→ **Task directions**:
In the data below, find the line that contains "Task: place a pin on each instance of the second" and the line that contains "Task: place a pin on each instance of the red tile". Copy both, plus every line between them, exactly.

Records excerpted from a collection:
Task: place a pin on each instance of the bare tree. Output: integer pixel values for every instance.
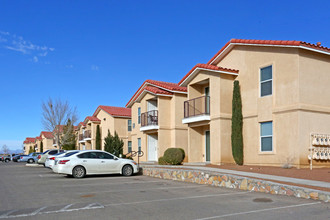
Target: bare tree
(56, 114)
(5, 149)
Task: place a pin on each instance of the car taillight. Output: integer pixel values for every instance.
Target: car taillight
(63, 161)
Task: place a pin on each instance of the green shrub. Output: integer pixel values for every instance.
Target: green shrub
(173, 156)
(161, 161)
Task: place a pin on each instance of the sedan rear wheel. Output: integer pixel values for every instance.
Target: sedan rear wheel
(127, 170)
(78, 172)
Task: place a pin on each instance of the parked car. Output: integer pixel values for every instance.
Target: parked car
(50, 160)
(6, 158)
(91, 162)
(31, 158)
(42, 157)
(17, 156)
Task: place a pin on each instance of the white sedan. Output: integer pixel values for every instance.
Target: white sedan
(50, 160)
(91, 162)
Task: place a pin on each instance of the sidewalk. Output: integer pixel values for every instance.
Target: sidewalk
(251, 181)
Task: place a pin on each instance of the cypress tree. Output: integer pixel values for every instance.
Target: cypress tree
(98, 138)
(41, 147)
(237, 125)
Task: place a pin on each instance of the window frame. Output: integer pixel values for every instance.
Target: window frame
(139, 144)
(129, 147)
(139, 115)
(129, 125)
(261, 82)
(265, 136)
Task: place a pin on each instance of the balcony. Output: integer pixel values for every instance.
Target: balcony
(196, 110)
(149, 120)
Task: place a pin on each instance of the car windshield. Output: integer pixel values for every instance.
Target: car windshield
(70, 154)
(45, 152)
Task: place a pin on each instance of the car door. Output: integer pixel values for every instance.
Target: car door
(109, 163)
(90, 161)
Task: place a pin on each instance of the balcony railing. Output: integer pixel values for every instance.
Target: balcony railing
(149, 118)
(197, 106)
(81, 137)
(87, 134)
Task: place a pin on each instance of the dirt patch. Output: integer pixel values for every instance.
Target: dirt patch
(318, 174)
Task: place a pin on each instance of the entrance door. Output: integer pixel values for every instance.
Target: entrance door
(152, 147)
(207, 100)
(207, 146)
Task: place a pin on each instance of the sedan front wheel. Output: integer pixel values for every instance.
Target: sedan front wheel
(78, 172)
(127, 170)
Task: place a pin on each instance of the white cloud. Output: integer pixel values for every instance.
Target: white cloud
(95, 68)
(69, 66)
(17, 43)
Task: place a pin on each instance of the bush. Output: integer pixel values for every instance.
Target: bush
(174, 156)
(161, 161)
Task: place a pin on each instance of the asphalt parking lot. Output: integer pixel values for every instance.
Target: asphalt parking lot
(38, 193)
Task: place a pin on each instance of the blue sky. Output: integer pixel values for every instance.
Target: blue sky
(94, 53)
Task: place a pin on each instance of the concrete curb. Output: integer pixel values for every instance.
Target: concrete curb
(235, 182)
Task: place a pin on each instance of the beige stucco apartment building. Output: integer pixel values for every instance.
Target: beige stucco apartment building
(156, 118)
(285, 100)
(114, 119)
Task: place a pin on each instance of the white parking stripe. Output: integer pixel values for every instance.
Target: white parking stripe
(8, 213)
(259, 210)
(126, 190)
(117, 183)
(177, 198)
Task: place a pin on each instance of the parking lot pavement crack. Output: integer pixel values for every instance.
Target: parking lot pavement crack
(259, 210)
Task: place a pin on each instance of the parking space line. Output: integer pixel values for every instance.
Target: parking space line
(8, 213)
(66, 207)
(126, 190)
(259, 210)
(177, 198)
(117, 183)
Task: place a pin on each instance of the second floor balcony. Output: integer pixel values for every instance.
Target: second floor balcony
(149, 120)
(87, 135)
(196, 110)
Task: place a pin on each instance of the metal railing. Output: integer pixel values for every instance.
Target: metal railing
(197, 106)
(87, 134)
(149, 118)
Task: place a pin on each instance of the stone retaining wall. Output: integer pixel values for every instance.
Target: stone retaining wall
(235, 182)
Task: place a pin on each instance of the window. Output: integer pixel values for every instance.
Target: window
(266, 136)
(139, 115)
(129, 144)
(139, 144)
(266, 81)
(129, 123)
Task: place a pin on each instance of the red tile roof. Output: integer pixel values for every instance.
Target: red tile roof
(165, 86)
(208, 67)
(293, 43)
(157, 90)
(47, 134)
(91, 118)
(81, 124)
(114, 111)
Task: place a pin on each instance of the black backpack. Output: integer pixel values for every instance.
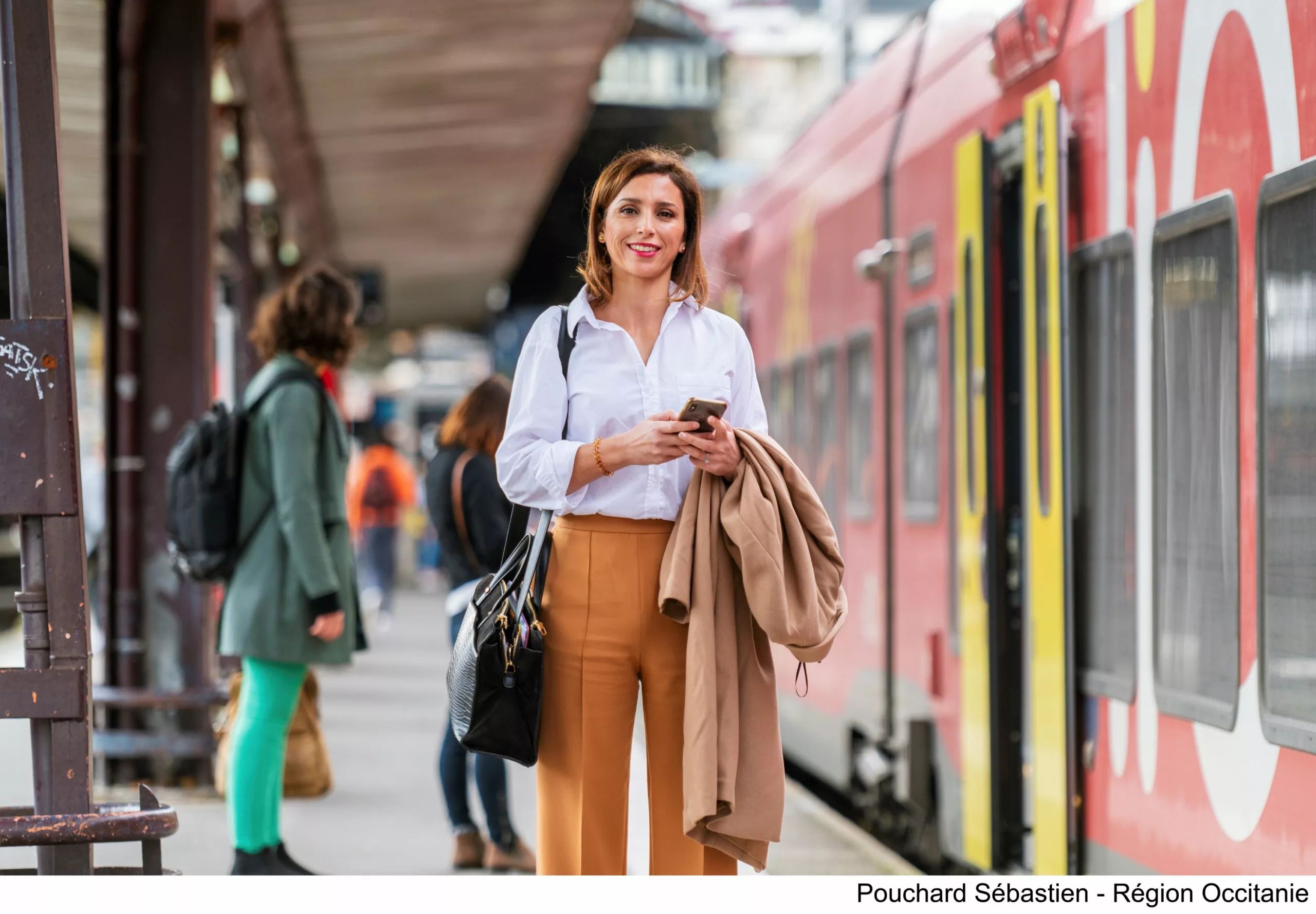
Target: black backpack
(205, 482)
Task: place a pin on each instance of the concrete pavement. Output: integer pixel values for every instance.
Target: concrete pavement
(383, 721)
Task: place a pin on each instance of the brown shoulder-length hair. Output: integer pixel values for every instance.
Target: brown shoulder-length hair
(478, 418)
(314, 314)
(687, 270)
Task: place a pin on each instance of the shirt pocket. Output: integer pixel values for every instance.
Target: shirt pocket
(703, 386)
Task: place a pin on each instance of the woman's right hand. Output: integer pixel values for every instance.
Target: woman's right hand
(654, 440)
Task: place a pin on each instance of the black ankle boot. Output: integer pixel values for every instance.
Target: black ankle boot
(262, 863)
(282, 855)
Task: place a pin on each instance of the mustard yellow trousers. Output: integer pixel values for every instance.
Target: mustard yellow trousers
(606, 637)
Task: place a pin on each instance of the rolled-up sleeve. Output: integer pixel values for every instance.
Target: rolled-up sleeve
(534, 462)
(746, 408)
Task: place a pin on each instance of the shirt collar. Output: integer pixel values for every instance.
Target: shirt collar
(579, 308)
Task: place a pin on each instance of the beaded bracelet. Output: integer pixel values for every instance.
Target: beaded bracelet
(598, 458)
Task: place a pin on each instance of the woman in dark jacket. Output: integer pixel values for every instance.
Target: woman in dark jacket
(293, 597)
(470, 537)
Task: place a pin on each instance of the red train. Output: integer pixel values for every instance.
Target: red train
(1035, 305)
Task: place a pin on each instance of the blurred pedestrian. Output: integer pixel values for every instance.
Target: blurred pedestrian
(616, 475)
(293, 597)
(471, 514)
(381, 486)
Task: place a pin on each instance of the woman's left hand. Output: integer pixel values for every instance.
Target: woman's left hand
(718, 453)
(328, 627)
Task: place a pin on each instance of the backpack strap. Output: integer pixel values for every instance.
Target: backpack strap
(460, 512)
(522, 515)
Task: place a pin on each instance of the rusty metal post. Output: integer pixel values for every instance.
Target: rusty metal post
(43, 427)
(124, 29)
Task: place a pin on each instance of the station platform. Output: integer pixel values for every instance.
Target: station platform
(383, 721)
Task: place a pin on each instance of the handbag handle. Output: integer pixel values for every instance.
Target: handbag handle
(541, 532)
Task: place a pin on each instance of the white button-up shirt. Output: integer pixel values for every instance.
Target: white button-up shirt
(699, 353)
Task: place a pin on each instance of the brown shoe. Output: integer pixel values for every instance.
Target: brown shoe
(468, 851)
(520, 858)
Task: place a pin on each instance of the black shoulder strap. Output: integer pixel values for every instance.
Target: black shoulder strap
(522, 515)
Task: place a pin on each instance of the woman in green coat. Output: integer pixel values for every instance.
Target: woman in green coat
(293, 597)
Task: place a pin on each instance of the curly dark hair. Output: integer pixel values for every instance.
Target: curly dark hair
(314, 314)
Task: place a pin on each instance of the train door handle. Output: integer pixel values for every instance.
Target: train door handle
(982, 566)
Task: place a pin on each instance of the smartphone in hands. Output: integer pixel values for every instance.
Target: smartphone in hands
(699, 411)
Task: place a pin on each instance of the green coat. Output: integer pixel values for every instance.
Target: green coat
(299, 561)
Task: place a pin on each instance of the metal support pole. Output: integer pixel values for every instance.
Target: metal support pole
(53, 550)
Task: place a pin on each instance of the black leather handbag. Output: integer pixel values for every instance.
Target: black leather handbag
(495, 680)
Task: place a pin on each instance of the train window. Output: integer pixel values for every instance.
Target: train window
(922, 416)
(827, 460)
(1043, 352)
(923, 260)
(1195, 403)
(858, 427)
(967, 380)
(1106, 467)
(802, 416)
(1287, 441)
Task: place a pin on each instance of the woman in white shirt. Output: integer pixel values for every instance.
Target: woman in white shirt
(644, 345)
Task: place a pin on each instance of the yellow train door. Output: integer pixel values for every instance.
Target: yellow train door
(972, 587)
(1049, 772)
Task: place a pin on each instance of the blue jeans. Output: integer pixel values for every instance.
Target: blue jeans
(490, 780)
(379, 561)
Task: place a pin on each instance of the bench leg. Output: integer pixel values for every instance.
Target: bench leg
(152, 865)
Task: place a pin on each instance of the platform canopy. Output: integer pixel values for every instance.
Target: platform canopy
(419, 137)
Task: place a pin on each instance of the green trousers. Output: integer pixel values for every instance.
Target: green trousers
(257, 746)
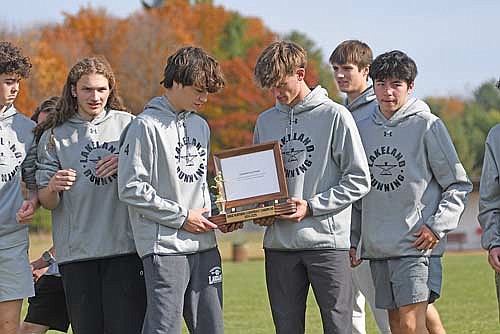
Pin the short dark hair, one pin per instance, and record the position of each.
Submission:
(394, 64)
(192, 66)
(354, 52)
(12, 61)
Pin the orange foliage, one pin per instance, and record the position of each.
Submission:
(137, 48)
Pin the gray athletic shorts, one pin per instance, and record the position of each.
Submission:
(16, 278)
(400, 282)
(188, 286)
(435, 278)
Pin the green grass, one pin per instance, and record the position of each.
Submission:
(467, 305)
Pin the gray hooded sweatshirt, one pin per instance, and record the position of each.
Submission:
(162, 175)
(324, 164)
(90, 222)
(489, 191)
(362, 106)
(17, 161)
(417, 179)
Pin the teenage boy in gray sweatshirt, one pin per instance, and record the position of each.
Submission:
(77, 172)
(489, 202)
(326, 171)
(351, 61)
(419, 190)
(17, 162)
(162, 177)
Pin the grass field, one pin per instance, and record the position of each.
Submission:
(467, 306)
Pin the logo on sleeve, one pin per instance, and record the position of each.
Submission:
(10, 159)
(387, 166)
(297, 153)
(215, 275)
(191, 157)
(92, 153)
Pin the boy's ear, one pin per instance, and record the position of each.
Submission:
(410, 87)
(365, 71)
(301, 73)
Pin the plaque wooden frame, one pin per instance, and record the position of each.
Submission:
(233, 211)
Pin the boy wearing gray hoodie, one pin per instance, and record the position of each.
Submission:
(17, 162)
(326, 171)
(162, 178)
(77, 172)
(489, 202)
(350, 62)
(419, 191)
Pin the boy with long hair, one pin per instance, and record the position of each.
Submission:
(77, 172)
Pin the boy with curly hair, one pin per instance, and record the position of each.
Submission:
(326, 172)
(17, 162)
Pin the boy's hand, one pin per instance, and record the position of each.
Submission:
(494, 258)
(62, 180)
(107, 166)
(38, 272)
(264, 221)
(426, 239)
(302, 210)
(197, 223)
(230, 227)
(352, 257)
(26, 212)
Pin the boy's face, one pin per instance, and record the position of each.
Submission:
(9, 87)
(188, 98)
(392, 94)
(91, 92)
(288, 91)
(349, 78)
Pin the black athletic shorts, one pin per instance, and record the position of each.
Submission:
(48, 306)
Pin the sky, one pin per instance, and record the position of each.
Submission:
(455, 43)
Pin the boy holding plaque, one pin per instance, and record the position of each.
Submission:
(326, 172)
(162, 177)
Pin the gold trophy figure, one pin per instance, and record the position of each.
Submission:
(220, 197)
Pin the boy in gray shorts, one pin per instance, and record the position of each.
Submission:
(419, 190)
(17, 162)
(162, 177)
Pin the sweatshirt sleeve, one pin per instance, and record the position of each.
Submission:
(47, 160)
(451, 176)
(354, 182)
(28, 167)
(489, 193)
(356, 223)
(135, 188)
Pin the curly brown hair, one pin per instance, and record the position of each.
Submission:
(277, 61)
(12, 61)
(67, 105)
(192, 66)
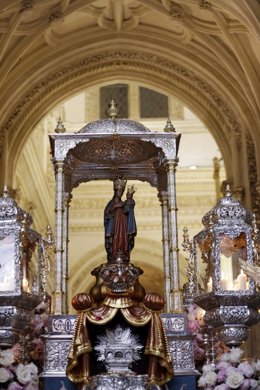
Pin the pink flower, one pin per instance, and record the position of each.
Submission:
(223, 386)
(246, 369)
(234, 379)
(4, 375)
(245, 385)
(32, 386)
(15, 386)
(253, 384)
(222, 365)
(222, 375)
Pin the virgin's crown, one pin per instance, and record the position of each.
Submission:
(119, 183)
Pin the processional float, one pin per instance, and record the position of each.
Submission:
(118, 150)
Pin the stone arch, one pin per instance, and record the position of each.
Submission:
(38, 102)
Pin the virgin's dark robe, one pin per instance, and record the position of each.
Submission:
(120, 228)
(159, 367)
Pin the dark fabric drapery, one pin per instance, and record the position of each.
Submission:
(156, 346)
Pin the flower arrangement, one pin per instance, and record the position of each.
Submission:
(17, 376)
(231, 373)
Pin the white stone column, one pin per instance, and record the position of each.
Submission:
(163, 197)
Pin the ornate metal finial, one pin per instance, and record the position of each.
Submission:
(49, 236)
(169, 127)
(5, 192)
(112, 111)
(189, 268)
(119, 183)
(60, 128)
(228, 191)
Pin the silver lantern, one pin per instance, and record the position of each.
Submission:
(222, 289)
(19, 270)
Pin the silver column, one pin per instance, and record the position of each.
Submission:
(58, 299)
(163, 197)
(176, 298)
(66, 205)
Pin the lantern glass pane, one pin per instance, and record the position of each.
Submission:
(231, 250)
(7, 263)
(203, 244)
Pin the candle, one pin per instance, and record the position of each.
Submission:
(25, 285)
(241, 280)
(209, 285)
(223, 282)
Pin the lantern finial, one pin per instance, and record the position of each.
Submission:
(228, 191)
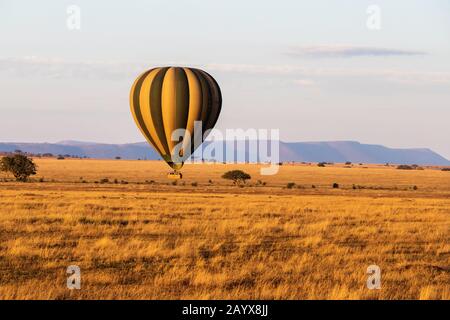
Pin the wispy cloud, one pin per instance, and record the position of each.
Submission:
(343, 51)
(301, 72)
(115, 70)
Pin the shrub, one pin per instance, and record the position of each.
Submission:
(237, 176)
(290, 185)
(19, 165)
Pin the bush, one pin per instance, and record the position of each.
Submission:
(19, 165)
(237, 176)
(290, 185)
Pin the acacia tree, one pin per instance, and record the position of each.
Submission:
(19, 165)
(237, 176)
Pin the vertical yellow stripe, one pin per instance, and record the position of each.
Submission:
(175, 104)
(195, 107)
(145, 107)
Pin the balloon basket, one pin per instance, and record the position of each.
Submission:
(175, 175)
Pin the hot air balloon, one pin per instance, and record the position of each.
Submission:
(169, 98)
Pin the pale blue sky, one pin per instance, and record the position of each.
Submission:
(310, 68)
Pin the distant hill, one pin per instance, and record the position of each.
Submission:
(333, 151)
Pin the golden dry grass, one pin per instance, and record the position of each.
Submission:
(159, 241)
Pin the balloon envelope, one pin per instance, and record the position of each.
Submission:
(169, 98)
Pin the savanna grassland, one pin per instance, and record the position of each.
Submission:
(136, 235)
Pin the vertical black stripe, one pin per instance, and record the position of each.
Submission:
(156, 108)
(216, 101)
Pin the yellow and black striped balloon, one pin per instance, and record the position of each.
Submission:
(169, 98)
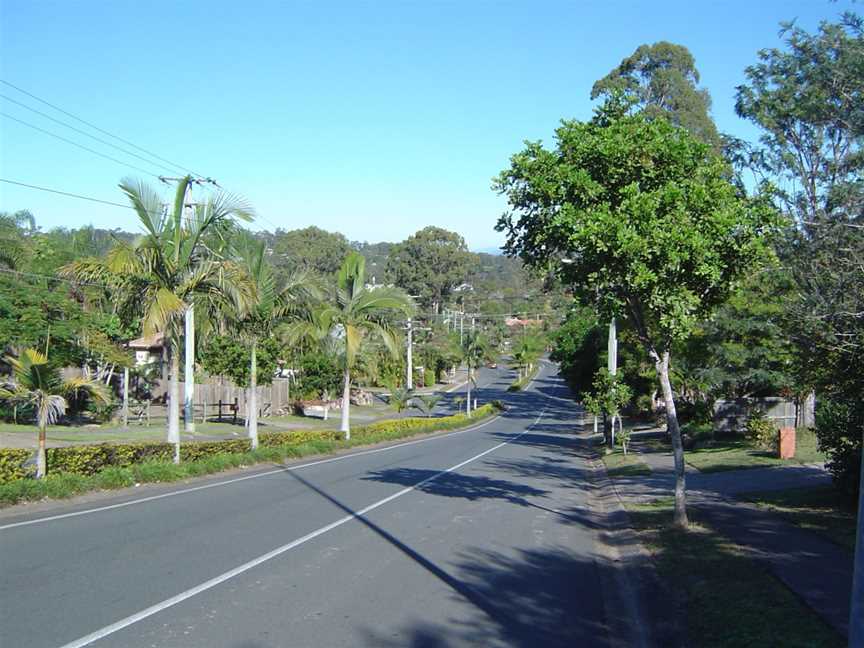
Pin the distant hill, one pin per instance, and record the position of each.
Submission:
(489, 250)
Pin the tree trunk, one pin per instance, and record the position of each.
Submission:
(41, 460)
(174, 402)
(189, 376)
(856, 611)
(253, 398)
(662, 365)
(125, 397)
(346, 406)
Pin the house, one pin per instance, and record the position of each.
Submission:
(148, 349)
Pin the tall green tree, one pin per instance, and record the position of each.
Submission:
(429, 264)
(310, 248)
(806, 98)
(651, 226)
(358, 313)
(663, 81)
(276, 302)
(175, 266)
(38, 385)
(475, 353)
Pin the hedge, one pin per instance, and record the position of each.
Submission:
(89, 460)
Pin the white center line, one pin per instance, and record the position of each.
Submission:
(213, 582)
(225, 482)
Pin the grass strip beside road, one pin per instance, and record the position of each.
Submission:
(737, 454)
(822, 510)
(724, 598)
(65, 485)
(620, 465)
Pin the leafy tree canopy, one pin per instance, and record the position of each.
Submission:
(662, 80)
(649, 224)
(311, 248)
(430, 264)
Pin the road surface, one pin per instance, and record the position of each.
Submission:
(475, 538)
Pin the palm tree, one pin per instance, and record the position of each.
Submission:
(175, 267)
(426, 403)
(36, 384)
(14, 228)
(474, 353)
(275, 303)
(360, 312)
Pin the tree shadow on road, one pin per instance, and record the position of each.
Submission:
(538, 597)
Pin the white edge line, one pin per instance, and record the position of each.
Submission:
(193, 489)
(213, 582)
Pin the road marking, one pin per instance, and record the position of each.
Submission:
(213, 582)
(151, 498)
(193, 489)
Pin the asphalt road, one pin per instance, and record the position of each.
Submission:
(475, 538)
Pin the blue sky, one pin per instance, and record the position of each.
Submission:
(370, 118)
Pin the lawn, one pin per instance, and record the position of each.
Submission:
(14, 435)
(736, 454)
(630, 465)
(726, 599)
(822, 510)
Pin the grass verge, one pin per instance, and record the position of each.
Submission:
(822, 510)
(64, 485)
(725, 599)
(620, 465)
(724, 454)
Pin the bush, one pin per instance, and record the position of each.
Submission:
(152, 462)
(839, 426)
(12, 464)
(761, 431)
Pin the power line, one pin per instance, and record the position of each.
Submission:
(86, 134)
(80, 196)
(94, 127)
(53, 278)
(72, 195)
(81, 146)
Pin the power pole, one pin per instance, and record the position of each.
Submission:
(612, 363)
(189, 322)
(856, 607)
(409, 379)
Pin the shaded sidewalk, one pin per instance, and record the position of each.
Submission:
(816, 569)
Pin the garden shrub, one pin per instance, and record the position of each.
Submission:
(839, 427)
(78, 469)
(761, 431)
(12, 463)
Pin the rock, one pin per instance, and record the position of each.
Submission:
(361, 397)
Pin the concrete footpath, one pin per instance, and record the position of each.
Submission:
(816, 569)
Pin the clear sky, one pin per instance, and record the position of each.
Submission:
(370, 118)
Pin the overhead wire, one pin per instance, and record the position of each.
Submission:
(101, 130)
(86, 134)
(36, 275)
(73, 195)
(81, 146)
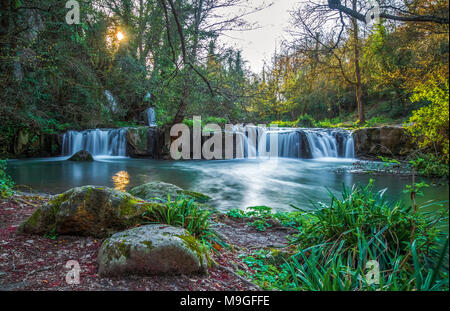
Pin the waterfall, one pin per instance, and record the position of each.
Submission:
(105, 142)
(151, 117)
(294, 143)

→ **The completed task**:
Task: place a pin on each instance of the second floor balcony. Output: integer pixel values for every instance.
Target: second floor balcony
(149, 120)
(87, 135)
(196, 110)
Task: place a pin on each instance of the metal railing. Output: integer pixel values for every instance.
Target: metal railing
(197, 106)
(87, 134)
(149, 118)
Task: place a pin on each instance of the stone retaining wall. Output: integer pixel values for every instance.
Target: stone retaining wall
(235, 182)
Task: place a pin on each instance of the window. Output: integer pixel values for every instance.
Target: window
(266, 136)
(139, 115)
(129, 144)
(139, 144)
(266, 81)
(129, 123)
Task: place a pin on each instance of the red tile roof. Output: integer pixel values for every instance.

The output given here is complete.